DOCUMENT SECTION
BEGIN

The Ocean Conservancy cleaned up our country’s beaches and waterways last year and found more than 10 million pieces of trash. These are the worst offenders:

Cigarette butts and filters: 2,117,931

Food containers: 1,140,222

Plastic bottles: 1,065,171

Plastic bags: 1,091,902

Bottle caps: 958,893

Plastic silverware: 692,767

Straws: 611,048

Glass bottles: 521,730

Cans: 339,875

Paper bags: 298,332

2013-05-16

Co.Exist

The 10 Types Of Trash That Are Littering Our Beaches

The Ocean Conservancy picked up 11 million pieces of trash from our coasts in the last year. What are we the worst at throwing out properly? Take a look.

It’s no secret that the world’s ocean trash problem is getting bad; looking at a handful of images from the Texas-sized Pacific garbage patch should be enough to convince anyone. As for all of our litter that doesn’t end up in the middle of the ocean? It often stays close to shore, where volunteers for Ocean Conservancy’s International Coastal Cleanup pick some of it up, cataloging all the items they find.

This year, the cleanup’s volunteers picked up over 11 million items--the second-highest number collected during the event’s 27 years. Below, the top 10 items found.

"It’s difficult to make bold, grand conclusions, but what we can say is that if you look at the top 10 items, they are the same items we’ve been seeing for the past 10, 15, 20 years," says Nicholas Mallos, a Marine Debris Specialist at Ocean Conservancy.

That’s not to say the volunteers didn’t dredge up any strange items. They found 4,159 candles, 236 toothbrushes, and 117 mattresses. Mallos points that a greater number of appliances and mattresses are found in inland regions than on the coast, possibly because it’s easy for people to slip into the woods and dump their big items. There isn’t as much privacy on most beaches.

Some items come from specific incidents. "If you’re looking at the coastline up in Alaska, we’re seeing large quantities of styrofoam that resulted from the Japan tsunami. In some beaches, there are quantities 50 to 100 times greater than historical styrofoam [levels]," says Mallos.

Organizing big ocean cleanup days mitigates the problem a little bit, but clearly it’s not getting better. Mallos admits as much. "The cleanup is not enough. It’s not the end solution. In some ways it’s curing the symptom. We have to work together to find a collective solution to cure the disease," he says. Part of that solution surely comes from brands producing fewer disposable goods. But on the consumer side, Ocean Conservancy offers a host of tools--available here--to help people make better decisions about their trash.

END

EXERCISE TASKS
[1] From the article on beach trash, reproduce the passage between "Some items come" and "about their trash.", inclusive, changing "styrofoam" to "polystyrene foam".
[2] Please answer these questions from the article on beach trash:
(a) How many straws appear in the list of worst offenders?
(b) How many mattresses did the volunteers find?
(c) What position does Nicholas Mallos hold at Ocean Conservancy?
The records aren't needed for this.

SUPPLIED INFORMATION

BEGIN

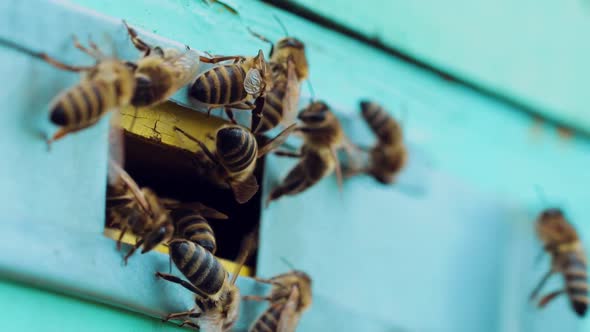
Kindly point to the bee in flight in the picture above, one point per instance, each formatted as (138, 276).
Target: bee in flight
(322, 138)
(388, 155)
(159, 73)
(242, 84)
(290, 297)
(217, 298)
(289, 68)
(105, 86)
(234, 158)
(561, 241)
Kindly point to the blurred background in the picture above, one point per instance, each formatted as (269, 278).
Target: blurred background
(492, 97)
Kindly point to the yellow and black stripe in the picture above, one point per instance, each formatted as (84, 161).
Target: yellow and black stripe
(82, 105)
(199, 266)
(221, 85)
(237, 148)
(576, 281)
(381, 123)
(192, 226)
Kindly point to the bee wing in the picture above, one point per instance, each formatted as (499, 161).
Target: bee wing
(204, 210)
(244, 190)
(253, 82)
(277, 141)
(291, 99)
(116, 148)
(337, 167)
(289, 316)
(186, 66)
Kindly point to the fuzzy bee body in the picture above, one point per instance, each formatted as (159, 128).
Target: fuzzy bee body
(216, 296)
(561, 241)
(234, 159)
(106, 87)
(313, 166)
(192, 226)
(159, 73)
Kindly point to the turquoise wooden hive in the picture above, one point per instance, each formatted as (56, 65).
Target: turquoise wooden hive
(509, 115)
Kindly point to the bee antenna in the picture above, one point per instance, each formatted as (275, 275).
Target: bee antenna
(286, 262)
(248, 245)
(541, 195)
(281, 24)
(311, 91)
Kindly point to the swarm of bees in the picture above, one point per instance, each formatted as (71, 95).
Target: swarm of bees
(269, 89)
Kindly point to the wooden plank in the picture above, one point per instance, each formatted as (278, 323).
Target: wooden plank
(533, 53)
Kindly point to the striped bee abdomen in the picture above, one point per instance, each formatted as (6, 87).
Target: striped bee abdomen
(269, 320)
(381, 123)
(221, 85)
(198, 265)
(192, 226)
(236, 147)
(81, 105)
(576, 281)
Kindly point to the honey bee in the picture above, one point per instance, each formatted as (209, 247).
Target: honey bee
(289, 67)
(323, 137)
(290, 297)
(242, 84)
(191, 224)
(217, 298)
(388, 156)
(234, 158)
(561, 241)
(105, 86)
(160, 72)
(139, 210)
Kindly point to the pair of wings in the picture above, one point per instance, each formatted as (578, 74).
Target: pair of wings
(246, 189)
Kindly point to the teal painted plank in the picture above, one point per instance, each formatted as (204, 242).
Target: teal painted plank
(532, 52)
(30, 309)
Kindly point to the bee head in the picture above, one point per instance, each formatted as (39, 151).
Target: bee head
(552, 227)
(230, 139)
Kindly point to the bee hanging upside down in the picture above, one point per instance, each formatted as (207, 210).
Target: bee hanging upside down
(290, 297)
(289, 68)
(159, 73)
(242, 84)
(105, 86)
(561, 241)
(234, 158)
(388, 156)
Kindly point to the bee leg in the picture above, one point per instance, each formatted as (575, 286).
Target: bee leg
(537, 289)
(179, 281)
(191, 313)
(230, 115)
(290, 154)
(549, 297)
(120, 239)
(221, 58)
(132, 251)
(57, 136)
(190, 324)
(256, 298)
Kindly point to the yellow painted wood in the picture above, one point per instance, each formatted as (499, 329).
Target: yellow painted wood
(131, 239)
(157, 123)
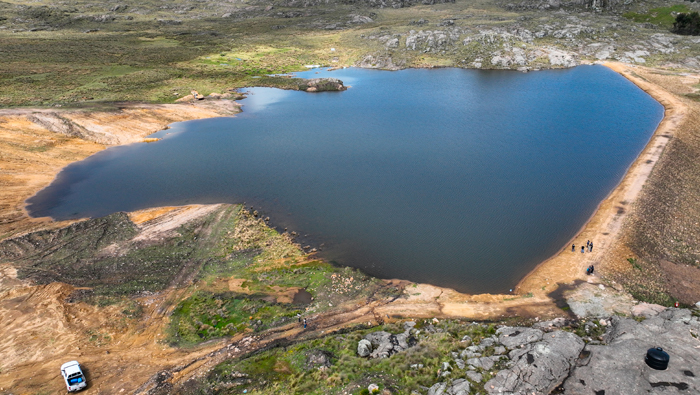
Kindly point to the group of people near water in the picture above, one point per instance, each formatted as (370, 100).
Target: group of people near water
(589, 247)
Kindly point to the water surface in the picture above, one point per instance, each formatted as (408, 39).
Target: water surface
(460, 178)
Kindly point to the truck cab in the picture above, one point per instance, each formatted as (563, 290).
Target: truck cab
(73, 376)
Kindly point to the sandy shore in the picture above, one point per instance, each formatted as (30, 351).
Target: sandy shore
(36, 144)
(27, 168)
(604, 227)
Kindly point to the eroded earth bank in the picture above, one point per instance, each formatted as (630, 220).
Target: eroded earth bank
(208, 299)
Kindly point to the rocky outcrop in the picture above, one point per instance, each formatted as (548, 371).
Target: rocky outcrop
(549, 355)
(384, 344)
(538, 364)
(322, 85)
(59, 124)
(618, 368)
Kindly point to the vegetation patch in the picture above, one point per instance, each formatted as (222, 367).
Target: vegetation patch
(662, 16)
(287, 369)
(204, 316)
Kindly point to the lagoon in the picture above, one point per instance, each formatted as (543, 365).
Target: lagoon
(460, 178)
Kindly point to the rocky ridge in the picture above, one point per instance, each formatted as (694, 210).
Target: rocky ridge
(605, 356)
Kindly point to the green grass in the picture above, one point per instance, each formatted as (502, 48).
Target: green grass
(204, 316)
(285, 370)
(661, 16)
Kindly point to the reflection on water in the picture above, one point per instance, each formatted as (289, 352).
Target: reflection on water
(460, 178)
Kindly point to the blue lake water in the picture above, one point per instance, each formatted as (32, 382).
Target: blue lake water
(459, 178)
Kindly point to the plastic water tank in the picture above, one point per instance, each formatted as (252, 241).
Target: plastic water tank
(657, 358)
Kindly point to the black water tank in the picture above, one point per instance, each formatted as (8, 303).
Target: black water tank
(657, 358)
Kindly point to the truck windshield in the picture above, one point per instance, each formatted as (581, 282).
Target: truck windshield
(75, 380)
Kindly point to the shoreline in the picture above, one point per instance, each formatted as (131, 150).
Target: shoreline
(556, 271)
(606, 222)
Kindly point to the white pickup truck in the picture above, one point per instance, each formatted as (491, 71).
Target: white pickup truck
(73, 375)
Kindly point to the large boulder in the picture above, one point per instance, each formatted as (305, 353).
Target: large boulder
(364, 348)
(385, 344)
(518, 336)
(537, 367)
(322, 85)
(618, 368)
(647, 310)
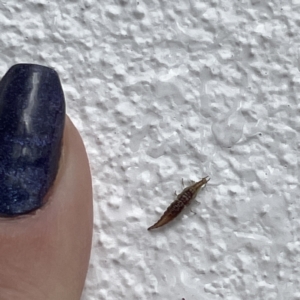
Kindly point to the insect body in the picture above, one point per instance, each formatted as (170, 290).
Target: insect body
(183, 199)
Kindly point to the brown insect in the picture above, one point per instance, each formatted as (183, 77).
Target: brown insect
(183, 199)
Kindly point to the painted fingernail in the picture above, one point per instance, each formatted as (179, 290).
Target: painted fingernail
(32, 116)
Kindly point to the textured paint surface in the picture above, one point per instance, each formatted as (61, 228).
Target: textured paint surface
(164, 90)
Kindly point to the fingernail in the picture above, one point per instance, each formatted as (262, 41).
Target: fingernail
(32, 115)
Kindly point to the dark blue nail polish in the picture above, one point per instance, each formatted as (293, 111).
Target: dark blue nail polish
(32, 115)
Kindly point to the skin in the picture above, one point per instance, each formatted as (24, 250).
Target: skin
(45, 254)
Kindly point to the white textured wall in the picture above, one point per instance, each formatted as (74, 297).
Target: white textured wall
(165, 90)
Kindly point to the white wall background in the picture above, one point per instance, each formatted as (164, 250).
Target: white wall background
(165, 90)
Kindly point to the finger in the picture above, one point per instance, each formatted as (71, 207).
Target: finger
(44, 254)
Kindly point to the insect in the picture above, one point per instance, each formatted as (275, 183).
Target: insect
(183, 199)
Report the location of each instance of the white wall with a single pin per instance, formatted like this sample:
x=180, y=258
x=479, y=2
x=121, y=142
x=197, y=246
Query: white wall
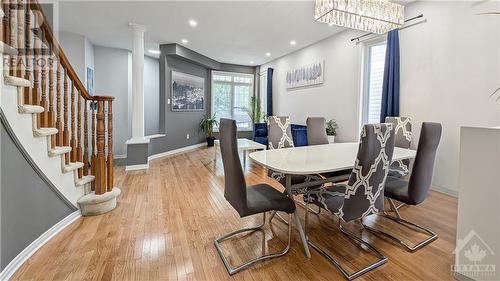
x=111, y=79
x=337, y=97
x=449, y=66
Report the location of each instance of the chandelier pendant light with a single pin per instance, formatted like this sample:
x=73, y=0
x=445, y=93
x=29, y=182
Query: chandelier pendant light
x=375, y=16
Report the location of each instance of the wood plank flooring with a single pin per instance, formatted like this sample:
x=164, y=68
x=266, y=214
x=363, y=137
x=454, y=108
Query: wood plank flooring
x=167, y=218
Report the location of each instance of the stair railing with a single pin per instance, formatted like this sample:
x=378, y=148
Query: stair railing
x=57, y=88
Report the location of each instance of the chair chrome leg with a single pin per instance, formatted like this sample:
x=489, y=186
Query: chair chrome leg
x=398, y=219
x=232, y=270
x=356, y=240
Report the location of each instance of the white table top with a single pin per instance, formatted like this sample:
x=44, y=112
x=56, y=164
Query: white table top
x=246, y=144
x=317, y=158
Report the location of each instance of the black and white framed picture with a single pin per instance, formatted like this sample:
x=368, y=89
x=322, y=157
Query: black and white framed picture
x=188, y=92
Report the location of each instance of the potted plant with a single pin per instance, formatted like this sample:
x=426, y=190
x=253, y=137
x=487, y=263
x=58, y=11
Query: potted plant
x=331, y=130
x=207, y=125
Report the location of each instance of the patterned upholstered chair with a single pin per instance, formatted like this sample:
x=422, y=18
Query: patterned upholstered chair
x=363, y=195
x=402, y=132
x=414, y=191
x=247, y=200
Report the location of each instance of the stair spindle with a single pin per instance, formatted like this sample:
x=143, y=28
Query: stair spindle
x=110, y=175
x=28, y=51
x=79, y=134
x=20, y=39
x=73, y=129
x=93, y=157
x=65, y=108
x=100, y=170
x=59, y=138
x=13, y=34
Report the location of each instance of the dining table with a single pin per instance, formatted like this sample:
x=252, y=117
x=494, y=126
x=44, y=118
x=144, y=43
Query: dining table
x=316, y=159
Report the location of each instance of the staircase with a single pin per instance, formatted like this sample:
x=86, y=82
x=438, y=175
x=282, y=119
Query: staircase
x=48, y=108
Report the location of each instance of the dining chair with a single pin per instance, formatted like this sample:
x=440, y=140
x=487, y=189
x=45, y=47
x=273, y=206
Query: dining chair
x=247, y=200
x=362, y=196
x=402, y=132
x=414, y=191
x=316, y=131
x=316, y=135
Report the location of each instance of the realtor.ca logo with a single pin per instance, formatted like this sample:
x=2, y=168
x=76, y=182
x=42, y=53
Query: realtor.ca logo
x=474, y=258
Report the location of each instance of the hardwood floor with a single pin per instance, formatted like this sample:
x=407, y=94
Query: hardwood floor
x=167, y=218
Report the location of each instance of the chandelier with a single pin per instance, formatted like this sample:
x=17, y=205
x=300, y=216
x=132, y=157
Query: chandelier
x=375, y=16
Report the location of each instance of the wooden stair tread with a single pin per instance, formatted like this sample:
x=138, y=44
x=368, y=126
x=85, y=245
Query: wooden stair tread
x=72, y=166
x=16, y=81
x=30, y=109
x=59, y=150
x=43, y=132
x=84, y=180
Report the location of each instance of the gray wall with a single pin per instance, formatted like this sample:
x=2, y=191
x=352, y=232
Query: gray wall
x=151, y=96
x=29, y=207
x=111, y=77
x=176, y=125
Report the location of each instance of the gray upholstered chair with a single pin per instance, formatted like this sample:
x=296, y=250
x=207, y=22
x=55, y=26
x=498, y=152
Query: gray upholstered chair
x=316, y=135
x=247, y=200
x=402, y=132
x=363, y=195
x=414, y=191
x=316, y=131
x=280, y=136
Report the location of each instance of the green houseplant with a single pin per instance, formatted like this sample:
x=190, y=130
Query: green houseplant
x=207, y=125
x=331, y=130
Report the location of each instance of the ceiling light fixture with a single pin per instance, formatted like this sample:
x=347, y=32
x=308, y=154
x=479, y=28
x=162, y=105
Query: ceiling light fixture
x=375, y=16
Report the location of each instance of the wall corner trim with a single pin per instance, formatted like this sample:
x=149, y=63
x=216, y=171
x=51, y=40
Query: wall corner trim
x=25, y=254
x=176, y=151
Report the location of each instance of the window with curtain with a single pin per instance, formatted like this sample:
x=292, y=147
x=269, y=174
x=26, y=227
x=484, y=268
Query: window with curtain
x=373, y=81
x=231, y=93
x=263, y=92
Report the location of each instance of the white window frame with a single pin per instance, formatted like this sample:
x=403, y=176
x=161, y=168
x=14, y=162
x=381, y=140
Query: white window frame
x=366, y=76
x=233, y=84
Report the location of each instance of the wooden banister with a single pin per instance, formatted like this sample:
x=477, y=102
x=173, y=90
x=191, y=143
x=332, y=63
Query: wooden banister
x=58, y=89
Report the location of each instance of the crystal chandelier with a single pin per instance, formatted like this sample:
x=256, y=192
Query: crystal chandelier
x=375, y=16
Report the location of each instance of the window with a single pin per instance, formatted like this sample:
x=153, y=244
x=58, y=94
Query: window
x=231, y=94
x=373, y=80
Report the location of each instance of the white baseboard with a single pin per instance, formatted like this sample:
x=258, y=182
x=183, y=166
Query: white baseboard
x=445, y=190
x=25, y=254
x=176, y=151
x=137, y=167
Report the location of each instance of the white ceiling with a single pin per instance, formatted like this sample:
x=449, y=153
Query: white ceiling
x=228, y=31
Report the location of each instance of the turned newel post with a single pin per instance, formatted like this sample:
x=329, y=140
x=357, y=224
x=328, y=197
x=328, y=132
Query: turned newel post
x=100, y=171
x=110, y=147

END

ANSWERS IN ORDER
[1]
Some items come from specific incidents. "If you’re looking at the coastline up in Alaska, we’re seeing large quantities of polystyrene foam that resulted from the Japan tsunami. In some beaches, there are quantities 50 to 100 times greater than historical polystyrene foam [levels]," says Mallos.

Organizing big ocean cleanup days mitigates the problem a little bit, but clearly it’s not getting better. Mallos admits as much. "The cleanup is not enough. It’s not the end solution. In some ways it’s curing the symptom. We have to work together to find a collective solution to cure the disease," he says. Part of that solution surely comes from brands producing fewer disposable goods. But on the consumer side, Ocean Conservancy offers a host of tools--available here--to help people make better decisions about their trash.

[2]
(a) 611,048
(b) 117
(c) Marine Debris Specialist